Stored data:

BEGIN

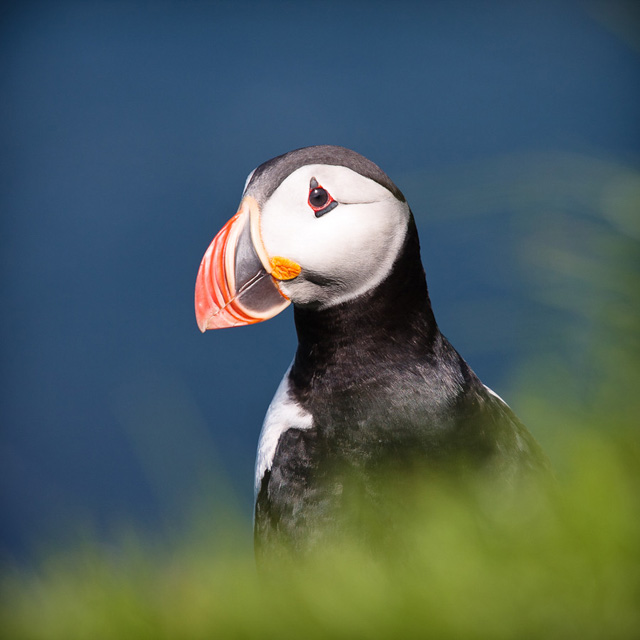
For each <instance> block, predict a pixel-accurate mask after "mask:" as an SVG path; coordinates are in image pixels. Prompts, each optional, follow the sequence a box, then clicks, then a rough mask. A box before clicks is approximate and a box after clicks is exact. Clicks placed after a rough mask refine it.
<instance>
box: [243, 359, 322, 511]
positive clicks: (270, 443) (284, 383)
mask: <svg viewBox="0 0 640 640" xmlns="http://www.w3.org/2000/svg"><path fill="white" fill-rule="evenodd" d="M289 371H291V367H289V369H287V372H286V373H285V374H284V378H283V379H282V382H281V383H280V385H279V386H278V390H277V391H276V395H275V396H274V397H273V400H272V401H271V404H270V405H269V408H268V409H267V415H266V416H265V418H264V422H263V424H262V431H261V432H260V440H259V441H258V452H257V454H256V475H255V484H254V500H255V499H257V497H258V491H259V490H260V483H261V482H262V477H263V476H264V474H265V472H266V471H267V470H269V469H271V465H272V464H273V458H274V456H275V454H276V448H277V446H278V441H279V440H280V436H281V435H282V434H283V433H284V432H285V431H286V430H287V429H310V428H311V427H312V426H313V416H312V415H311V414H310V413H309V412H308V411H305V410H304V409H303V408H302V407H301V406H300V405H299V404H297V402H296V401H295V399H294V398H293V397H292V396H291V394H290V392H289Z"/></svg>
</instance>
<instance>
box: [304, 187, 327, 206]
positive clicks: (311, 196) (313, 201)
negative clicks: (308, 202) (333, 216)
mask: <svg viewBox="0 0 640 640" xmlns="http://www.w3.org/2000/svg"><path fill="white" fill-rule="evenodd" d="M328 201H329V193H328V192H327V190H326V189H323V188H322V187H316V188H315V189H311V191H309V204H310V205H311V207H312V208H313V209H322V207H324V205H325V204H327V202H328Z"/></svg>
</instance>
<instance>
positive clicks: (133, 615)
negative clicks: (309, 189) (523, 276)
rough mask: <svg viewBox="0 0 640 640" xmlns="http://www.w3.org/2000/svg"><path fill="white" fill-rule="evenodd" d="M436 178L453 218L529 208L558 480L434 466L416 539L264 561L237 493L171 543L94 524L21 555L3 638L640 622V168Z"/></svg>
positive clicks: (543, 417)
mask: <svg viewBox="0 0 640 640" xmlns="http://www.w3.org/2000/svg"><path fill="white" fill-rule="evenodd" d="M474 172H475V173H474ZM452 175H453V174H452ZM489 175H491V176H493V178H492V180H493V181H491V179H490V178H489ZM496 176H497V177H496ZM455 177H456V181H457V183H459V182H460V180H461V177H460V172H458V174H457V176H455ZM418 182H419V183H420V184H421V185H422V188H424V185H425V184H426V185H427V187H428V188H427V191H428V192H429V193H432V194H436V195H437V194H438V193H441V194H442V193H445V192H451V193H456V199H455V201H449V202H447V201H444V200H441V201H440V202H439V203H437V204H438V206H437V207H436V209H439V210H440V211H441V212H442V215H444V216H447V215H450V214H455V212H456V211H457V210H458V209H459V211H461V212H462V211H467V210H471V211H472V210H473V207H474V205H475V206H476V210H478V211H480V215H482V213H483V208H484V210H485V211H491V210H495V209H496V208H500V207H501V206H504V207H508V208H509V209H510V210H512V211H514V217H513V224H514V225H516V226H517V227H518V228H519V229H520V231H519V233H518V234H517V235H518V237H519V238H521V240H520V244H519V245H518V247H517V250H518V255H519V259H520V261H521V264H522V268H523V269H524V270H526V271H527V273H528V274H529V276H528V277H529V282H530V286H531V291H532V292H533V293H532V295H533V296H534V297H537V298H538V299H539V301H540V304H541V305H544V306H545V307H547V308H549V309H553V310H554V311H555V312H557V315H555V316H554V321H555V324H554V332H555V333H554V335H553V336H552V337H551V339H550V342H549V343H546V344H545V345H541V346H540V348H536V349H534V350H533V351H532V354H531V356H530V357H529V358H528V359H527V361H526V362H525V364H524V366H523V367H522V368H521V371H518V372H516V373H515V375H514V378H513V382H512V392H511V394H510V396H509V398H510V399H512V403H513V404H514V405H517V407H518V413H520V415H521V416H522V417H523V419H524V421H525V422H526V423H527V424H528V425H529V426H530V427H531V429H532V431H533V432H534V433H535V434H536V436H538V437H539V439H540V440H541V442H542V444H543V446H544V448H545V449H546V450H547V452H548V453H549V455H550V457H551V458H552V461H553V464H554V467H555V469H556V475H557V478H556V479H555V481H553V482H548V483H545V484H544V485H542V486H536V487H530V488H529V489H528V490H523V492H522V493H521V494H520V495H519V498H518V499H517V500H516V501H515V503H514V501H513V500H511V499H509V498H507V497H506V496H505V495H504V493H503V492H502V491H501V490H500V488H499V487H496V486H495V485H494V484H493V483H492V482H491V481H490V480H488V479H485V480H478V481H477V482H474V484H473V485H464V486H460V485H454V484H451V483H448V482H442V483H441V484H438V485H433V484H426V483H421V482H418V481H416V482H415V484H414V485H413V491H412V502H411V504H412V507H413V508H412V509H411V510H410V511H405V512H404V513H403V514H401V513H400V512H399V513H398V514H397V515H396V517H397V519H398V527H399V528H400V529H401V530H402V531H403V535H402V542H403V548H404V550H403V551H402V552H400V551H398V553H394V552H393V551H392V552H390V553H388V554H385V555H384V556H383V557H379V558H375V559H374V558H372V557H371V556H370V555H368V554H367V552H365V551H364V550H363V549H362V548H361V547H360V546H359V545H358V544H357V543H356V542H355V541H354V540H350V539H349V538H345V539H344V540H343V541H342V543H341V544H340V545H339V546H335V547H333V548H331V549H325V550H323V553H321V554H320V553H318V554H317V555H315V556H310V557H308V558H306V559H305V560H304V561H302V560H299V561H297V562H296V563H287V562H282V563H280V564H277V565H274V566H271V567H270V568H269V570H268V572H266V575H262V576H259V575H258V573H257V572H256V568H255V563H254V559H253V553H252V552H251V550H250V548H249V545H247V544H246V539H247V535H246V527H247V524H246V522H244V521H242V519H241V518H239V517H237V516H236V515H235V514H234V512H233V510H232V509H230V510H229V511H228V512H224V511H223V510H222V509H221V507H220V506H219V505H218V506H217V507H216V509H211V510H207V509H206V508H202V509H201V512H200V515H199V516H196V517H194V518H193V519H192V521H191V524H190V526H185V530H184V533H183V534H182V536H180V537H178V538H174V539H173V540H172V541H171V542H168V541H167V540H166V539H163V537H162V536H161V535H159V536H158V539H157V540H152V539H151V537H150V536H149V535H148V534H146V535H142V534H136V533H129V534H128V535H123V536H121V538H120V539H119V541H117V542H111V543H110V544H108V545H107V544H104V543H98V542H96V541H95V540H92V539H91V537H89V540H88V541H85V542H84V543H82V544H78V546H76V547H75V548H70V549H69V548H68V549H66V550H57V551H55V550H54V551H50V552H49V553H47V554H46V555H45V557H44V559H43V560H42V562H41V563H40V564H38V565H37V566H36V567H32V568H28V569H27V568H24V567H13V568H11V567H5V571H4V575H3V578H2V586H1V594H2V602H1V605H0V634H1V635H2V637H5V638H11V639H16V640H19V639H22V638H25V639H26V638H29V639H34V640H35V639H40V638H42V639H45V638H46V639H58V638H59V639H65V640H67V639H68V640H72V639H74V638H78V639H87V638H91V639H95V640H100V639H102V638H105V639H106V638H154V639H162V638H167V639H168V638H172V639H173V638H195V639H197V638H255V637H262V638H270V637H274V638H275V637H278V638H300V637H306V638H327V637H336V638H388V637H401V638H411V637H421V638H423V637H433V638H637V637H640V605H639V603H640V504H639V503H640V444H639V442H638V417H639V416H640V393H639V392H638V390H639V389H640V306H639V304H638V302H639V293H638V292H639V291H640V287H638V284H639V282H640V233H639V230H640V227H639V226H638V223H639V221H640V207H639V203H640V187H639V185H640V180H639V179H638V173H637V172H634V171H633V170H632V169H630V168H629V167H626V166H622V165H621V164H619V163H611V162H605V161H603V160H601V159H600V160H597V161H595V160H593V159H589V158H584V157H566V156H562V157H555V158H551V159H550V158H548V157H547V158H543V159H540V158H538V159H535V158H534V159H531V158H528V159H527V160H526V162H519V163H518V162H514V161H513V159H509V160H508V161H505V162H503V163H502V164H498V165H493V166H491V167H487V166H483V167H481V168H475V169H471V170H469V172H467V174H466V179H463V182H464V183H465V184H466V189H465V193H466V196H465V197H463V196H462V195H461V192H460V190H457V191H456V190H455V189H452V187H451V185H448V184H447V181H446V180H445V179H443V177H442V176H440V177H437V178H433V180H432V181H431V182H429V180H428V179H426V178H425V177H424V176H422V177H421V179H420V180H419V181H418ZM438 185H439V186H438ZM536 186H537V189H536V188H534V187H536ZM407 195H408V196H409V197H410V195H411V194H409V193H408V194H407ZM436 199H437V198H436ZM410 200H411V197H410ZM478 207H479V208H478ZM460 215H462V214H460ZM514 398H515V400H513V399H514ZM372 526H375V525H372Z"/></svg>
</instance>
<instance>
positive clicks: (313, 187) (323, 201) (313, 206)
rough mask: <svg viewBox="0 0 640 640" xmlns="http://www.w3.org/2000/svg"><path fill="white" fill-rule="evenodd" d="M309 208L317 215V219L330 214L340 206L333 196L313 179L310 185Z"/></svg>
mask: <svg viewBox="0 0 640 640" xmlns="http://www.w3.org/2000/svg"><path fill="white" fill-rule="evenodd" d="M309 206H310V207H311V208H312V209H313V212H314V213H315V214H316V218H319V217H320V216H323V215H324V214H325V213H329V211H331V210H332V209H335V208H336V207H337V206H338V203H337V202H336V201H335V200H334V199H333V198H332V197H331V194H330V193H329V192H328V191H327V190H326V189H325V188H323V187H321V186H320V185H319V184H318V181H317V180H316V179H315V178H311V184H310V185H309Z"/></svg>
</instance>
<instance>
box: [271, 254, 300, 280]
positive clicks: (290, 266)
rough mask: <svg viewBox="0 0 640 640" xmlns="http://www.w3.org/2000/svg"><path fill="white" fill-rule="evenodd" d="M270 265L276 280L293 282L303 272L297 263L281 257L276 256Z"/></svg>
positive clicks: (286, 258) (272, 273)
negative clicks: (297, 276) (291, 280)
mask: <svg viewBox="0 0 640 640" xmlns="http://www.w3.org/2000/svg"><path fill="white" fill-rule="evenodd" d="M269 263H270V264H271V275H272V276H273V277H274V278H275V279H276V280H293V279H294V278H295V277H296V276H299V275H300V271H302V268H301V267H300V265H299V264H298V263H297V262H294V261H293V260H289V258H282V257H281V256H274V257H273V258H271V259H270V260H269Z"/></svg>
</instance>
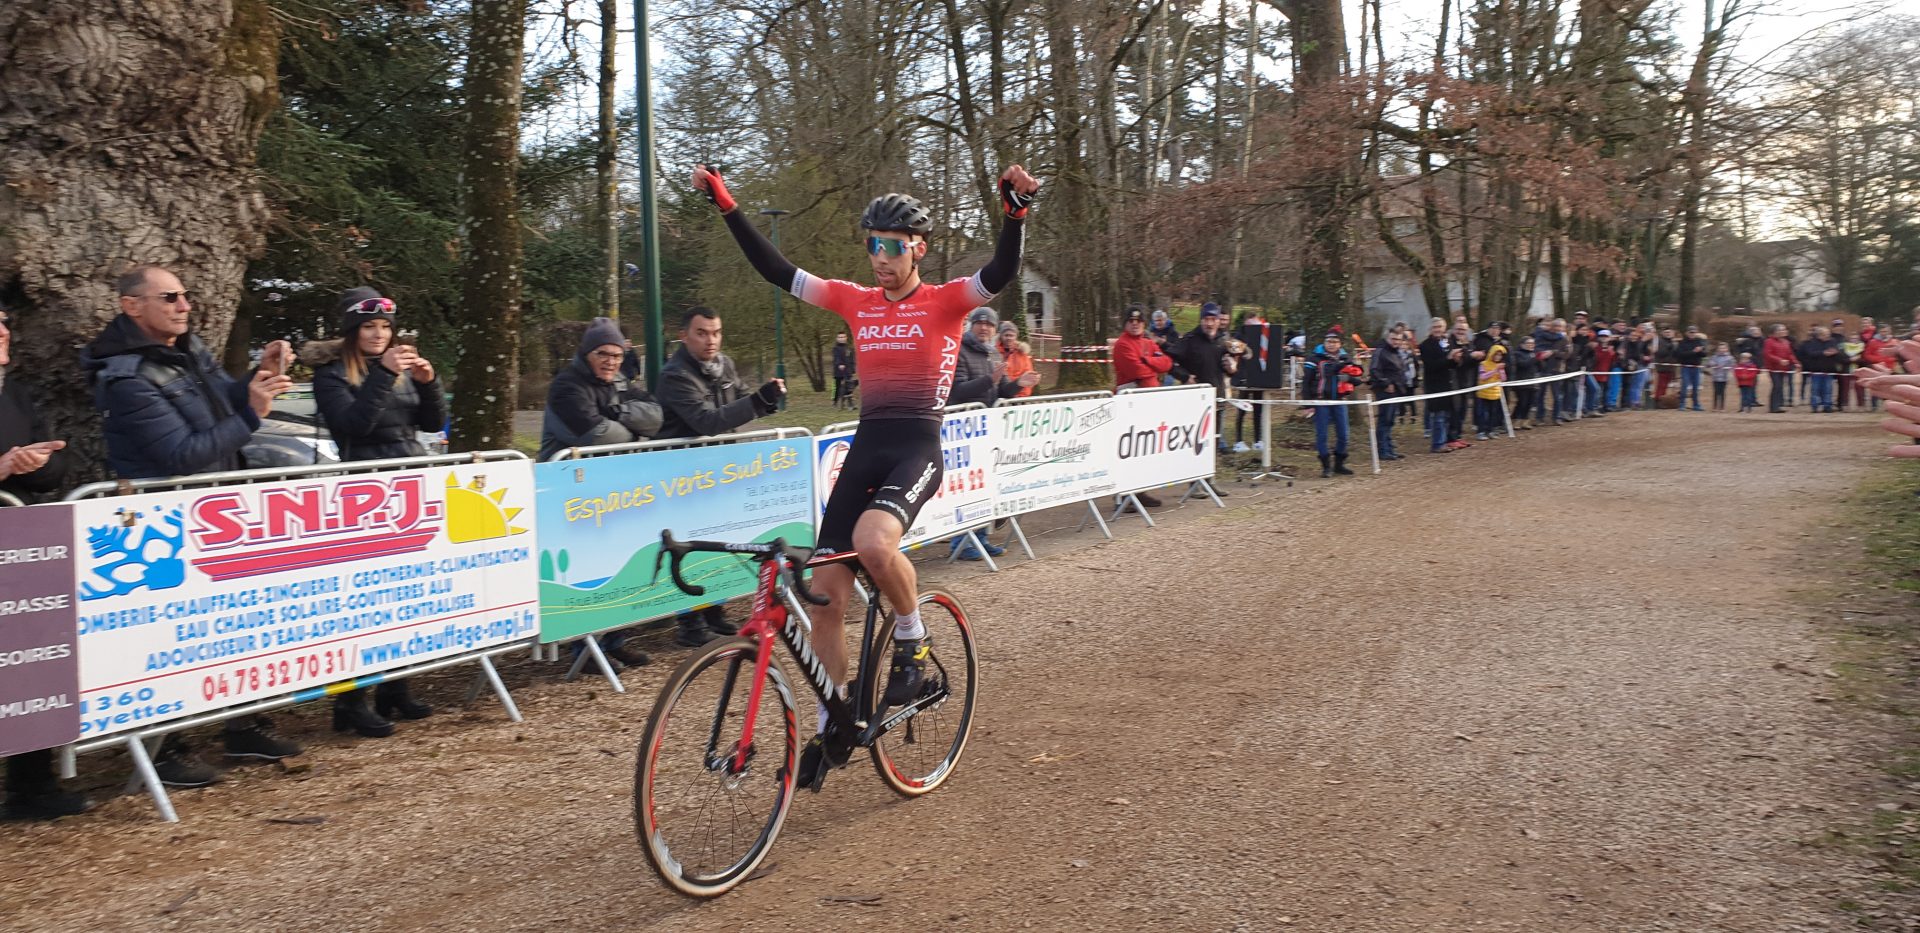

END

Aim of the task: Start with the line above that contains "negative clicks: (308, 202) (333, 216)" and stop after the line that contains "178L453 218L529 208L558". Output those lines exactly, and only those.

Written response:
negative clicks: (308, 202) (333, 216)
mask: <svg viewBox="0 0 640 640" xmlns="http://www.w3.org/2000/svg"><path fill="white" fill-rule="evenodd" d="M328 201H329V193H328V192H327V190H326V189H323V188H322V187H316V188H315V189H311V191H309V204H310V205H311V207H312V208H313V209H322V207H324V205H325V204H327V202H328Z"/></svg>
</instance>
<instance>
positive clicks: (133, 615)
negative clicks: (309, 189) (523, 276)
rough mask: <svg viewBox="0 0 640 640" xmlns="http://www.w3.org/2000/svg"><path fill="white" fill-rule="evenodd" d="M436 178L453 218L529 208L558 480L434 466L416 539L264 561L237 493L171 543L94 524L21 555L3 638L640 622V168Z"/></svg>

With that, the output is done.